PARASHAT BALAK 5780 –  Shabbat du 4 juillet 2020 – horaires Ashdod entrée    19 h 30 – sortie 20 h 33

AYIN HARA

Dans les Pirké Avoth (V, 1), une mishna  évoque les dix éléments qui ont été créés juste avant la tombée du premier shabbat. C’est ainsi qu’il apparaît que parmi ces éléments, trois prodiges ont été créés : la « bouche » de la terre, la « bouche » de l’ânesse et celle du puits faisant allusion au fait que la terre s’entrouvrit pour engloutir Korah et sa communauté, ou au fait dont il est question dans cette sidra où l’ânesse de Bile’am se mit à parler et l’autre faisant allusion au fait qu’à la mort de la prophétesse Myriam les Enfants d’Israël n’ont plus eu d’eau à boire.

Dans une autre mishna, toujours dans les Pirké Avoth (V, 19), il est question de la personnalité de Bile’am mise en opposition/comparaison à celle d’Abraham : »Quiconque possède « un bon oeil »[1], un esprit humble et une âme bien disposée à l’égard des autres peut être compté parmi les disciples d’Abraham Avinou ; au contraire celui qui possède un mauvais œil, qui est orgueilleux et qui est avide de toutes choses est un disciple de Bile’am l’impie.

Ce ne sont pas les seuls points qui dans la péricope de Balak mettent en comparaison ce sinistre personnage avec Abraham ou avec Moïse.

Mais, reprenons depuis le commencement : Balak est roi de Moav. Moav et Amon sont les fils conçus par les filles de Loth en ayant commerce avec leur père : ce nom-même Moav signifie « du père »… soit l’impureté magnifiée : Moav est d’une valeur numérique de 49 ce qui indiquerait qu’avec cet acte la fille de Loth a atteint 49 degrés d’impureté sur 50 !

Les Sages soulignent que, tout au long des six jours de la Création, tout était entièrement bon ou entièrement mauvais puis, survint LA faute d’Adam et, depuis, bien et mal furent mêlés et RIEN ne peut être entièrement bon ou entièrement mauvais mais il y aura toujours une part à définir ou à délimiter par soi-même dans la mesure ou l’être humain peut arriver à se gendarmer et à sublimer ses penchants. Aussi, lorsqu’Abel et Caïn sont nés, le bien représentait la majeure partie d’Abel et le mal habitait la majeure partie de Caïn mais il y avait en lui un petit ‘noyau’ de bon de toute façon… Les Hazal mettent l’accent d’après le Yalqout Réouvéni, que la part de mal chez Abel correspondait à Bile’am alors que la part de bien chez Caïn correspondait à Yitro et certains disent Moshé Rabbénou.

• _Consigne 1_
Recopiez les lignes des enregistrements depuis celle qui contient « Task: set one pin on each instance of the white milk » jusqu'à la fin des enregistrements, ces deux lignes comprises et sans en sauter aucune, en mettant à l'échelle les coordonnées des réponses (multipliées par 0,7 puis arrondies à l'entier, les moitiés vers le haut) sans toucher aux autres nombres ni reproduire les images.

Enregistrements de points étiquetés
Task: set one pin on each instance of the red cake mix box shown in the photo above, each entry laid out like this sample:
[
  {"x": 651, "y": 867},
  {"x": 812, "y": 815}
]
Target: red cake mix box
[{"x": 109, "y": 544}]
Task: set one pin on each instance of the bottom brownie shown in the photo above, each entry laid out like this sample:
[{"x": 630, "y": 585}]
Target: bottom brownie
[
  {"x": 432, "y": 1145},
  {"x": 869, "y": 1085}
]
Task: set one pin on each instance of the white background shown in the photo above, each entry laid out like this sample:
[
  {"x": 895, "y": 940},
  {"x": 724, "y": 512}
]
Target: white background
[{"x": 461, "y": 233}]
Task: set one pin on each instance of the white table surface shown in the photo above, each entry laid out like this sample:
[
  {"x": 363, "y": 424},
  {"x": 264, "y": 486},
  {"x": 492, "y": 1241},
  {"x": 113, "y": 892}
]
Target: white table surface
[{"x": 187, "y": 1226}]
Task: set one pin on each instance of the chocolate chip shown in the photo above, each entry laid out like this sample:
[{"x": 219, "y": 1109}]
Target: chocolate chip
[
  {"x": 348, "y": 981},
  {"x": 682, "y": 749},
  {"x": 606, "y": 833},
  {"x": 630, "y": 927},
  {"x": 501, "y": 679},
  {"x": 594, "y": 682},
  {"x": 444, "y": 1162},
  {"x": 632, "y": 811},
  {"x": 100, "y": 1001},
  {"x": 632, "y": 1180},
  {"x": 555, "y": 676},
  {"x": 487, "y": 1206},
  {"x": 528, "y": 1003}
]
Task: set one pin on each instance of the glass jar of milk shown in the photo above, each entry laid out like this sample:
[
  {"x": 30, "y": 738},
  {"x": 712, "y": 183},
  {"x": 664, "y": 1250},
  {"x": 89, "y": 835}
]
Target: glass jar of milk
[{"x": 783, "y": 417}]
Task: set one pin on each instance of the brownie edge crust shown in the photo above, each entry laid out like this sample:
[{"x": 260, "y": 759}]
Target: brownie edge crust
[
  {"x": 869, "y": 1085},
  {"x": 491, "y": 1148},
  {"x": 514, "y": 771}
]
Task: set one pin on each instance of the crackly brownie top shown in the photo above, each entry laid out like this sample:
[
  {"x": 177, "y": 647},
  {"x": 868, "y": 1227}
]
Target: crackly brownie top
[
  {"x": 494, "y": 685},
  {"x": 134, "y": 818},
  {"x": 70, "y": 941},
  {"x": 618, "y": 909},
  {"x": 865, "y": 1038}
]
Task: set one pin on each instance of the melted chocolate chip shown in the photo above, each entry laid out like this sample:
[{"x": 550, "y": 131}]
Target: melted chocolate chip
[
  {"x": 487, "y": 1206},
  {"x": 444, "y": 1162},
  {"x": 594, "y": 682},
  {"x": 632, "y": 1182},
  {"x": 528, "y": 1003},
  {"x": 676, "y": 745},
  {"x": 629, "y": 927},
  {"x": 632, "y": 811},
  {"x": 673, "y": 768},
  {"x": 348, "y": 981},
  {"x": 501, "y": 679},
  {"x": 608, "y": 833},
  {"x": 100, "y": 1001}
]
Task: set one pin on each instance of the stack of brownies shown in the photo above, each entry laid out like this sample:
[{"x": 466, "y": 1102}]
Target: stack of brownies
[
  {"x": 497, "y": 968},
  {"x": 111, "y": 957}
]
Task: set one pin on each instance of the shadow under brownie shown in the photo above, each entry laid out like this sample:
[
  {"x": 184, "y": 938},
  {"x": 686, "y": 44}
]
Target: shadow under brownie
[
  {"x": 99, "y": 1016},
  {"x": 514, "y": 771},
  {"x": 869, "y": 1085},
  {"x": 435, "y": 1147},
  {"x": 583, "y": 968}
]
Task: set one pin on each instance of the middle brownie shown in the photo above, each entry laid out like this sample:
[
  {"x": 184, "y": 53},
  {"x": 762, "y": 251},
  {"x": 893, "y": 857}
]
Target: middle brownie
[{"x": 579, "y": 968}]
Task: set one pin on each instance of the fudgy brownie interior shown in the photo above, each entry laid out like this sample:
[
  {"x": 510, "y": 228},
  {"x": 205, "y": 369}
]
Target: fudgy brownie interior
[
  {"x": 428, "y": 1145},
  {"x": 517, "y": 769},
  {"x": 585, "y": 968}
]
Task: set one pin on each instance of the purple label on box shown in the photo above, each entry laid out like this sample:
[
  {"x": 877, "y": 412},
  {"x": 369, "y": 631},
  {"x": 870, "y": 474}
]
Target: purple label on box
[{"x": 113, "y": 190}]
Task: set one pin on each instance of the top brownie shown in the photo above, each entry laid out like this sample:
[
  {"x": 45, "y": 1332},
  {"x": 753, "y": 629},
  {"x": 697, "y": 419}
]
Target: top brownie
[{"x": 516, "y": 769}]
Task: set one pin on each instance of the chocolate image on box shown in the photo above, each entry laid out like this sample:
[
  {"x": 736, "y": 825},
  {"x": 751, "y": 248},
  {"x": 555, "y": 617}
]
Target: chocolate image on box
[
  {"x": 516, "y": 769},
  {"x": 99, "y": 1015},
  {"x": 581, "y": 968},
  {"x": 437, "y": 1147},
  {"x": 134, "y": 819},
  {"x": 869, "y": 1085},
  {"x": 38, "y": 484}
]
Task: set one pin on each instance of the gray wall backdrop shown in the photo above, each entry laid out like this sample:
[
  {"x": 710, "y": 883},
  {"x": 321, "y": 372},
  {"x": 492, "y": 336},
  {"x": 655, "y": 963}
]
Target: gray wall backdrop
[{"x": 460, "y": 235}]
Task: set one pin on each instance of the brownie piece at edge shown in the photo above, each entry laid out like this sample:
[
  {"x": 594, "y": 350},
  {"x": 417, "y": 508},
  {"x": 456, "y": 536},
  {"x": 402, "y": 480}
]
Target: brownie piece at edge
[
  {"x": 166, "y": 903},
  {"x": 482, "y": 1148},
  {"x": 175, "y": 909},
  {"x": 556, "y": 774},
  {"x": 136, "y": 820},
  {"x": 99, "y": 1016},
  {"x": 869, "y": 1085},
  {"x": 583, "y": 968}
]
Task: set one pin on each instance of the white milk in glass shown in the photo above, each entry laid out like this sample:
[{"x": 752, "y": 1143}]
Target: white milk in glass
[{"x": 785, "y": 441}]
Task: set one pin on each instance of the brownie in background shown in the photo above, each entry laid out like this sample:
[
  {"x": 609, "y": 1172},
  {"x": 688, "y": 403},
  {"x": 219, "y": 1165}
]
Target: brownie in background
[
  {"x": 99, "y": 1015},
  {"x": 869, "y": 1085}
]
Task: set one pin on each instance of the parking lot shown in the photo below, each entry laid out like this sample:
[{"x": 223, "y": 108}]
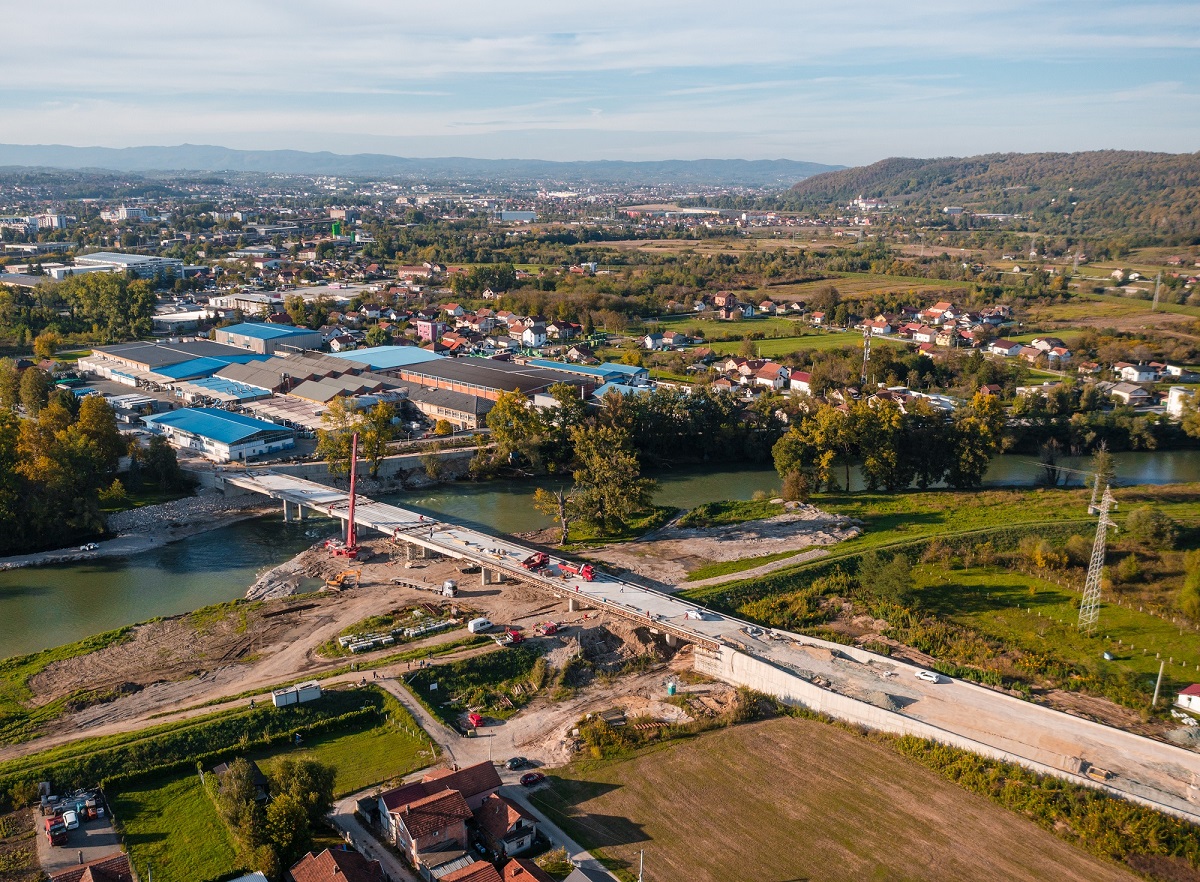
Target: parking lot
[{"x": 89, "y": 841}]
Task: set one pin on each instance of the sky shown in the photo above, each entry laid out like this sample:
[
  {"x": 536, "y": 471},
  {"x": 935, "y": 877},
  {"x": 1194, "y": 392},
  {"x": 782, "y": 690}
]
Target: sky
[{"x": 619, "y": 79}]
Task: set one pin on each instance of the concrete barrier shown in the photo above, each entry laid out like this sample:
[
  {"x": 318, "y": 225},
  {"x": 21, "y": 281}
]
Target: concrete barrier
[{"x": 739, "y": 669}]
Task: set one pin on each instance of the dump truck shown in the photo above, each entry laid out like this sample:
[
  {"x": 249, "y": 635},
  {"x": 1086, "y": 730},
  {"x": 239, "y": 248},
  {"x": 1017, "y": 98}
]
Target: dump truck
[{"x": 586, "y": 571}]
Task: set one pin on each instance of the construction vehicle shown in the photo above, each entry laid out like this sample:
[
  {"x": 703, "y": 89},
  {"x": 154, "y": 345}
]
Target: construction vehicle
[
  {"x": 346, "y": 579},
  {"x": 349, "y": 547},
  {"x": 537, "y": 561},
  {"x": 587, "y": 573}
]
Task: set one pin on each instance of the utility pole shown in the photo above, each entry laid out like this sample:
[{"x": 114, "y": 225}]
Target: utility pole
[{"x": 1090, "y": 606}]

• _Consigne 2_
Rédigez la suite du texte sur Bile'am et le mauvais œil à partir de l'endroit où il s'arrête.

• _Réponse rédigée 1_
Task: set one pin on each instance of the white milk in glass shown in the photo above, each entry laid out like this sample:
[{"x": 752, "y": 1143}]
Target: white milk in glass
[{"x": 550, "y": 309}]
Task: set one pin on each instance of the brownie in background shown in the photo above, each entry laid out like this sample:
[
  {"x": 609, "y": 1172},
  {"x": 688, "y": 403},
  {"x": 219, "y": 1165}
]
Target: brownie in background
[
  {"x": 69, "y": 711},
  {"x": 608, "y": 760}
]
Task: set one pin on each instance of the parking lot shown in the photo below, each entry laid out like this sample:
[{"x": 223, "y": 108}]
Target: parking lot
[{"x": 62, "y": 589}]
Task: set one pin on each instance of the sky shown in the photo above, each entry laid out like this sample:
[
  {"x": 536, "y": 471},
  {"x": 935, "y": 877},
  {"x": 1194, "y": 392},
  {"x": 782, "y": 690}
]
Target: sky
[{"x": 433, "y": 55}]
Task: set one pin on each instance of the concrete barrier shown in the photo above, each entry laid out like this sample:
[
  {"x": 318, "y": 225},
  {"x": 21, "y": 281}
]
Target: concrete barrier
[{"x": 517, "y": 468}]
Task: set one pin on each instance of the dump truck shown in the photo above, each entry laid out like this sample:
[
  {"x": 249, "y": 635},
  {"x": 1086, "y": 730},
  {"x": 239, "y": 248},
  {"x": 1017, "y": 98}
]
Target: dump truck
[{"x": 410, "y": 400}]
Task: set one pin on each instance of the construction vehicle shown in the photo above, each entry laid out like this sample:
[
  {"x": 703, "y": 89},
  {"x": 154, "y": 345}
]
Target: construction vehicle
[
  {"x": 242, "y": 405},
  {"x": 244, "y": 383},
  {"x": 376, "y": 393},
  {"x": 411, "y": 401}
]
Task: set one pin on each instance of the utility pole shown in the photo above, each entry laid out like this sample:
[{"x": 114, "y": 225}]
Target: utility pole
[{"x": 763, "y": 424}]

• _Réponse rédigée 2_
Le Yalqout indique qu’entre Moshé Rabbénou et Bile’am existaient des différences importantes tel le fait que Bile’am savait d’avance qu’HaShem  lui parlerait la nuit, tandis que Moïse ne pouvait savoir à quel moment HaShem S’adresserait à lui et c’est pour cette raison qu’il s’était séparé de son épouse et de tous les désirs terrestres (hataavoth) de manière à se trouver toujours pur et disponible…  alors que Bile’am était totalement en proie à ses désirs, jusqu’aux plus répréhensibles.

Quelle était la « force » de Bile’am ? Le Zohar enseigne que Bile’am était un très grand spécialiste en sorcellerie et magie et il régnait sur le monde de l’impureté. Le Yalqout Shim’oni, dévoile un fait important: Bile’am s’était « nourri » aux sources mêmes de l’impureté et de la sorcellerie à tel point qu’il était parvenu à  se rendre maître du Shem HaMeforash  à un tel point que lorsque Pinhas voulut tuer Bile’am, celui-ci s’échappa en faisant usage du Nom divin.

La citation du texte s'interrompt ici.